Copy the items below, switching each "Provide" to "Return" and changing nothing else.

Begin LISTED RECORDS

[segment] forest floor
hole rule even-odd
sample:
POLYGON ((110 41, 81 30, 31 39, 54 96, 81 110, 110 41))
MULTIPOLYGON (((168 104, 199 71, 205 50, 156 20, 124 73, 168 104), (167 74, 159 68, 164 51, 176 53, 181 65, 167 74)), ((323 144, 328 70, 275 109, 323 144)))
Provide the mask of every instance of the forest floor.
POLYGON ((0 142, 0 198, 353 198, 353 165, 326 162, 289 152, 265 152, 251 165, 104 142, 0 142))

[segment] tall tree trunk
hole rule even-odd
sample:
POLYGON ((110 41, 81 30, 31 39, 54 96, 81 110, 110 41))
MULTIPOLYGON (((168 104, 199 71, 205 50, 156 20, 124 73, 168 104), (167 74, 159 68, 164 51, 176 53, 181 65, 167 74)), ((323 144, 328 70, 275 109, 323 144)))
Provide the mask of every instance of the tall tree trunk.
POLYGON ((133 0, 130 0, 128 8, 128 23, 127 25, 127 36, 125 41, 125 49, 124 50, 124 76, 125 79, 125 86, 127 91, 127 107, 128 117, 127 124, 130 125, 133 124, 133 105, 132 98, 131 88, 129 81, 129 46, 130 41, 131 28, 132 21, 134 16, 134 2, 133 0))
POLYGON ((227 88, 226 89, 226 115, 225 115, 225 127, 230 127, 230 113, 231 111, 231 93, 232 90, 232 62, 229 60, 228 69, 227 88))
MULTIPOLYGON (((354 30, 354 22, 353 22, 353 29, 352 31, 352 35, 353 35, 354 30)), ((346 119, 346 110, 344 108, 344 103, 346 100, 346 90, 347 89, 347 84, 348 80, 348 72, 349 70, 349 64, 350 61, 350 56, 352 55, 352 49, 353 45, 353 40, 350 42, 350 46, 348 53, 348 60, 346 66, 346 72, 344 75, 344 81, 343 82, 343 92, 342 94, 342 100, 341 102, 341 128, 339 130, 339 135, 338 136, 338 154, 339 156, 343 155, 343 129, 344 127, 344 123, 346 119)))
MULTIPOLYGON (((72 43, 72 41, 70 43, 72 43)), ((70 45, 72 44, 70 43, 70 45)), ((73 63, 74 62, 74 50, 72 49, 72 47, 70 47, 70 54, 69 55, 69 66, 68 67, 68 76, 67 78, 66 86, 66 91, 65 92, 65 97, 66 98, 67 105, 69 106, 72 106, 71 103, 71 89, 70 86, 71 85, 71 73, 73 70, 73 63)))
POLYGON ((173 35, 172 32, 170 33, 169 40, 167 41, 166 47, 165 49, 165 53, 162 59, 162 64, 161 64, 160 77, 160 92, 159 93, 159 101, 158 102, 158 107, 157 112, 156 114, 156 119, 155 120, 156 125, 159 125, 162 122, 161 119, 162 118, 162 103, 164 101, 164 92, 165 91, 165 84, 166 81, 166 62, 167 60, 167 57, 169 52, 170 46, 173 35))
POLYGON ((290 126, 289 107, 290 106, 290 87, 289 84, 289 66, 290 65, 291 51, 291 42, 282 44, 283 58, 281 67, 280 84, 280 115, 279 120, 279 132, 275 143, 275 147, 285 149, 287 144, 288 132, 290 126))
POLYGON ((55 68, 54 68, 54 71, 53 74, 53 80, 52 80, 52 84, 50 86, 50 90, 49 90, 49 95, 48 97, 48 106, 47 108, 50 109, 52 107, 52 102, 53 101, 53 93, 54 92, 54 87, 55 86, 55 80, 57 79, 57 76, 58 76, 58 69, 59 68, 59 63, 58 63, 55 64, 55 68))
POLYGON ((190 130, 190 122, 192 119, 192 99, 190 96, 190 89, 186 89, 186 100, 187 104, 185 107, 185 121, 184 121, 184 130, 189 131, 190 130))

End LISTED RECORDS

* TASK RESPONSE *
[segment] forest floor
hole rule even-odd
sample:
POLYGON ((110 41, 81 30, 31 39, 54 96, 81 110, 110 41))
MULTIPOLYGON (((168 104, 199 71, 205 50, 156 20, 124 73, 168 104), (167 74, 159 68, 164 51, 176 53, 181 65, 167 74)), ((323 144, 328 70, 275 109, 323 144)))
Return the mask of every instance of the forest floor.
POLYGON ((0 142, 0 198, 353 198, 353 165, 326 162, 289 152, 265 152, 251 165, 104 142, 0 142))

[segment] tall tree trunk
hole rule even-odd
sample:
POLYGON ((110 41, 81 30, 31 39, 54 96, 81 110, 110 41))
MULTIPOLYGON (((168 104, 199 71, 205 50, 156 20, 124 73, 168 104), (167 74, 159 68, 164 51, 176 53, 181 65, 167 74)), ((323 144, 328 70, 275 109, 323 144)))
Return the mask of every instance of the tall tree trunk.
POLYGON ((133 0, 130 0, 128 8, 128 23, 127 25, 127 36, 125 41, 125 49, 124 50, 124 76, 125 79, 125 86, 127 91, 127 107, 128 117, 127 124, 130 125, 133 124, 133 105, 132 98, 131 88, 129 81, 129 46, 130 41, 131 28, 132 21, 134 16, 134 2, 133 0))
POLYGON ((227 88, 226 89, 226 115, 225 115, 225 127, 230 127, 230 113, 231 111, 231 93, 232 90, 232 62, 229 60, 228 69, 227 88))
MULTIPOLYGON (((354 30, 354 22, 353 22, 353 29, 352 31, 352 35, 353 35, 354 30)), ((346 119, 346 110, 344 108, 344 103, 346 100, 346 90, 347 89, 347 84, 348 80, 348 72, 349 70, 349 64, 350 61, 350 56, 352 55, 352 49, 353 45, 353 40, 350 42, 350 46, 348 53, 348 60, 346 66, 346 72, 344 75, 344 81, 343 82, 343 92, 342 94, 342 100, 341 102, 341 128, 339 130, 339 135, 338 136, 338 154, 339 156, 343 155, 343 129, 344 127, 344 123, 346 119)))
MULTIPOLYGON (((72 43, 72 41, 70 43, 72 43)), ((70 45, 72 44, 70 43, 70 45)), ((73 63, 74 62, 74 50, 72 49, 72 47, 70 47, 70 54, 69 55, 69 66, 68 67, 68 76, 67 78, 66 86, 66 91, 65 92, 65 97, 66 98, 67 105, 69 106, 72 106, 71 103, 71 89, 70 86, 71 85, 71 73, 73 70, 73 63)))
POLYGON ((173 35, 172 32, 170 33, 169 40, 167 41, 166 47, 165 49, 165 53, 162 59, 162 64, 161 64, 160 77, 160 92, 159 93, 159 101, 158 102, 158 107, 157 112, 156 114, 156 119, 155 120, 156 125, 159 125, 162 122, 161 119, 162 118, 162 103, 164 101, 164 92, 165 91, 165 84, 166 81, 166 62, 167 60, 167 57, 169 52, 170 46, 173 35))
POLYGON ((290 126, 289 107, 290 106, 290 87, 289 84, 289 66, 290 65, 291 51, 291 42, 282 44, 283 58, 281 67, 280 84, 280 115, 279 120, 279 132, 275 143, 275 147, 285 149, 287 144, 288 132, 290 126))
POLYGON ((55 68, 54 68, 54 71, 53 74, 53 80, 52 80, 52 84, 50 86, 50 90, 49 90, 49 95, 48 97, 48 106, 47 108, 50 109, 52 107, 52 102, 53 101, 53 93, 54 92, 54 87, 55 86, 55 80, 57 79, 57 76, 58 76, 58 69, 59 68, 59 63, 58 63, 55 64, 55 68))
POLYGON ((190 130, 190 122, 192 119, 192 99, 190 96, 190 89, 186 89, 186 100, 187 104, 185 107, 185 121, 184 121, 184 130, 189 131, 190 130))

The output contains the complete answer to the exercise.